— start of Data section —

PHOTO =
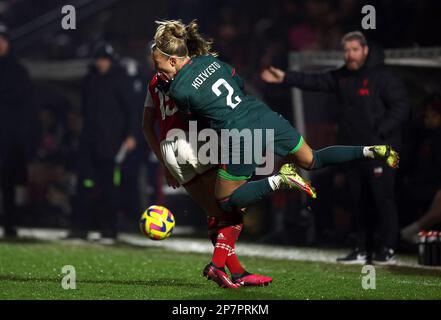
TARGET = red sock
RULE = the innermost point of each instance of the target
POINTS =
(233, 263)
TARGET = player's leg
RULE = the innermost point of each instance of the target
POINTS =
(238, 272)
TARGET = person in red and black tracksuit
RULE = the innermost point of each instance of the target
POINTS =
(373, 108)
(110, 125)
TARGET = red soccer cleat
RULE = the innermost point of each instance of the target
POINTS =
(219, 276)
(253, 280)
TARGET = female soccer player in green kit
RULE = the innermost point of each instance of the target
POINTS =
(210, 89)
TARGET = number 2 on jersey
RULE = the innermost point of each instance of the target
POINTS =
(217, 92)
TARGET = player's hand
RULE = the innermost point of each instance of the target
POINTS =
(130, 144)
(171, 181)
(272, 75)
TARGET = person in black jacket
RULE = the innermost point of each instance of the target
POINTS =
(373, 107)
(16, 112)
(110, 126)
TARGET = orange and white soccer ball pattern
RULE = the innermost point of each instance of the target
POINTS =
(157, 222)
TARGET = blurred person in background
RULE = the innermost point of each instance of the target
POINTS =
(16, 111)
(109, 129)
(422, 205)
(373, 107)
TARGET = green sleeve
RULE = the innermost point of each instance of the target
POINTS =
(181, 101)
(234, 75)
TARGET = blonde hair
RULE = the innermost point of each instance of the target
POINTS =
(173, 37)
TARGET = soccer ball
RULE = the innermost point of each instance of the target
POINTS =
(157, 222)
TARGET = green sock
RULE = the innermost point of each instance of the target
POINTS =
(335, 154)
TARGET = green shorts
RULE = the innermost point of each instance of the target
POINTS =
(286, 140)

— end of Data section —

Requirement = Reproduce only the stretch of the listing from the line containing "TARGET = green shorts" through the end of the listing, both ends included, keeping every line and the requests intact. Rescale each answer coordinate by multiplying it by 2.6 and rounding to the nearest whole number, with halves rounded up.

The result =
TARGET = green shorts
RULE = the innermost point of each instance of the target
POINTS =
(744, 364)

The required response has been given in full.